#### Task to complete:
Starting at the line containing "Where can the wooden bench" and running through the end of the records below, write those lines out again with "single point" changed to "lone point" and nothing else altered.

***** Data to use

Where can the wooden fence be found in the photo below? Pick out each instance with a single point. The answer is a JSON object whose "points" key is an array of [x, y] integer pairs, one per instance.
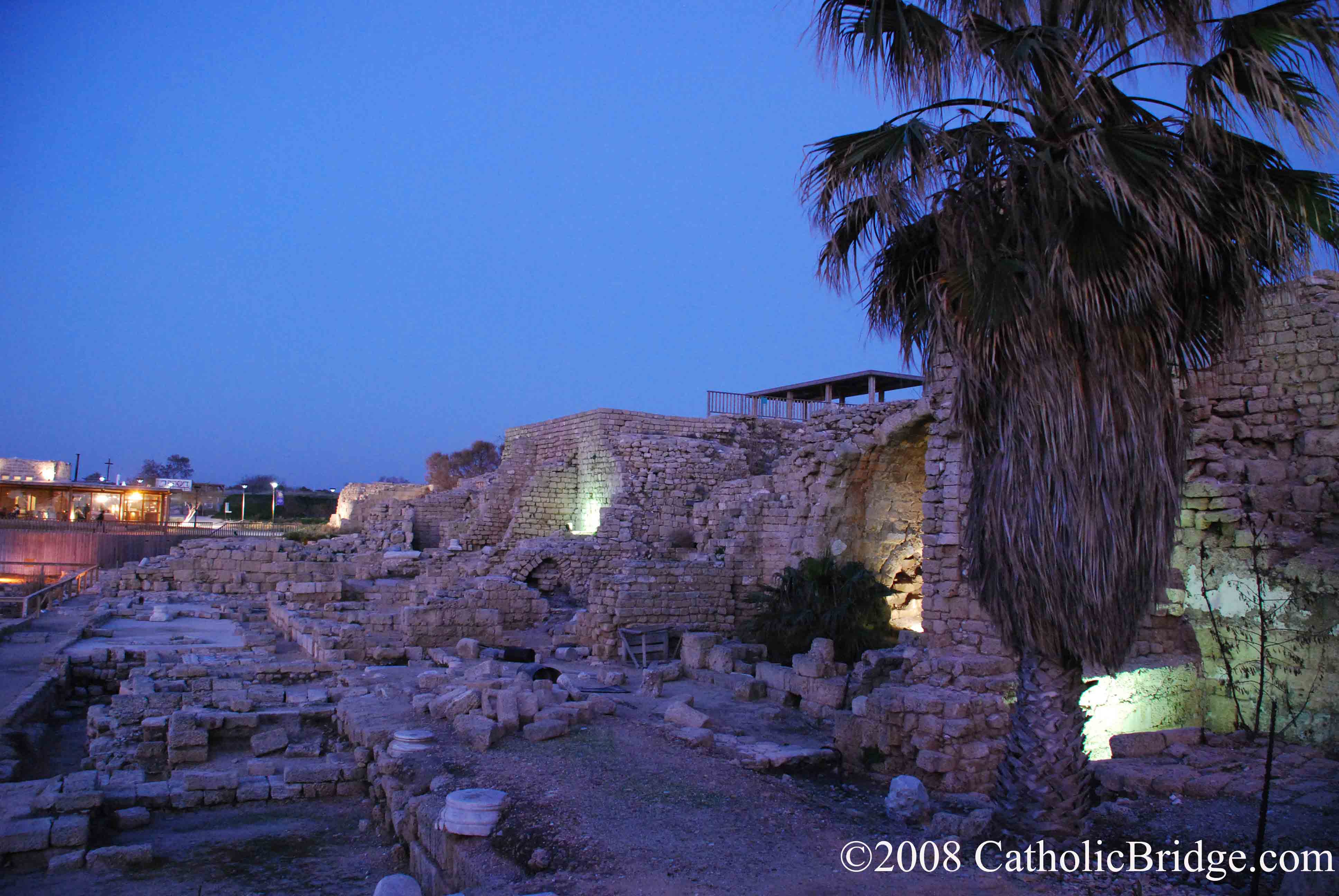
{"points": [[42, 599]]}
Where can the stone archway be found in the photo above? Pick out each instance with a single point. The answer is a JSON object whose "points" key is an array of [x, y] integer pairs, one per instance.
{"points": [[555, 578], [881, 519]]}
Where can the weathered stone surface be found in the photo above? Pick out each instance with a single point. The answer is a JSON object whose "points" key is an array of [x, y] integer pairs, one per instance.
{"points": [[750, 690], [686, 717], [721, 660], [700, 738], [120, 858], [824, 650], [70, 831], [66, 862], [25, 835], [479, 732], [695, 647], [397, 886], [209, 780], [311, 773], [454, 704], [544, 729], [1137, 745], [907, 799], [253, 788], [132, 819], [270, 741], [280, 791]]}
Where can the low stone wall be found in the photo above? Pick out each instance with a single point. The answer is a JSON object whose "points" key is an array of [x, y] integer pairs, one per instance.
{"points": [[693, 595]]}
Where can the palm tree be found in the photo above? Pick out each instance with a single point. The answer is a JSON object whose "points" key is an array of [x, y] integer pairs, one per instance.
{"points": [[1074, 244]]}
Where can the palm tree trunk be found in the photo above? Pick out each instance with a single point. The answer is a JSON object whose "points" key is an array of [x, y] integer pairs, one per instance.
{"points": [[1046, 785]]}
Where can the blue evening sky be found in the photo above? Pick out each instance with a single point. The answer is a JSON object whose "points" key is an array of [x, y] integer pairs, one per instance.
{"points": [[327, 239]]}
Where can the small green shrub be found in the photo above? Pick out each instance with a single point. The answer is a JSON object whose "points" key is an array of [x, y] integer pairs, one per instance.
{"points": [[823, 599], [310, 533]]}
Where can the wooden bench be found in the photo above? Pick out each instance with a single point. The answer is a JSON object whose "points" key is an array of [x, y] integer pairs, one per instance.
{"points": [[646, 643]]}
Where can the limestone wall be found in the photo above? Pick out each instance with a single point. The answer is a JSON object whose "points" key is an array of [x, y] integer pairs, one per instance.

**********

#### Solution to this problem:
Where can the wooden bench be found in the photo above? Pick out each instance with a lone point. The answer is a JSON object whose "points" key is an array of [x, y] integer pairs, one per instance.
{"points": [[646, 643]]}
Where can the limestone wall be found in the photo above? Pick out each instance with a lone point. The answer is a JSON object whose "points" key is an array of [x, y] integer pairs, one per instance.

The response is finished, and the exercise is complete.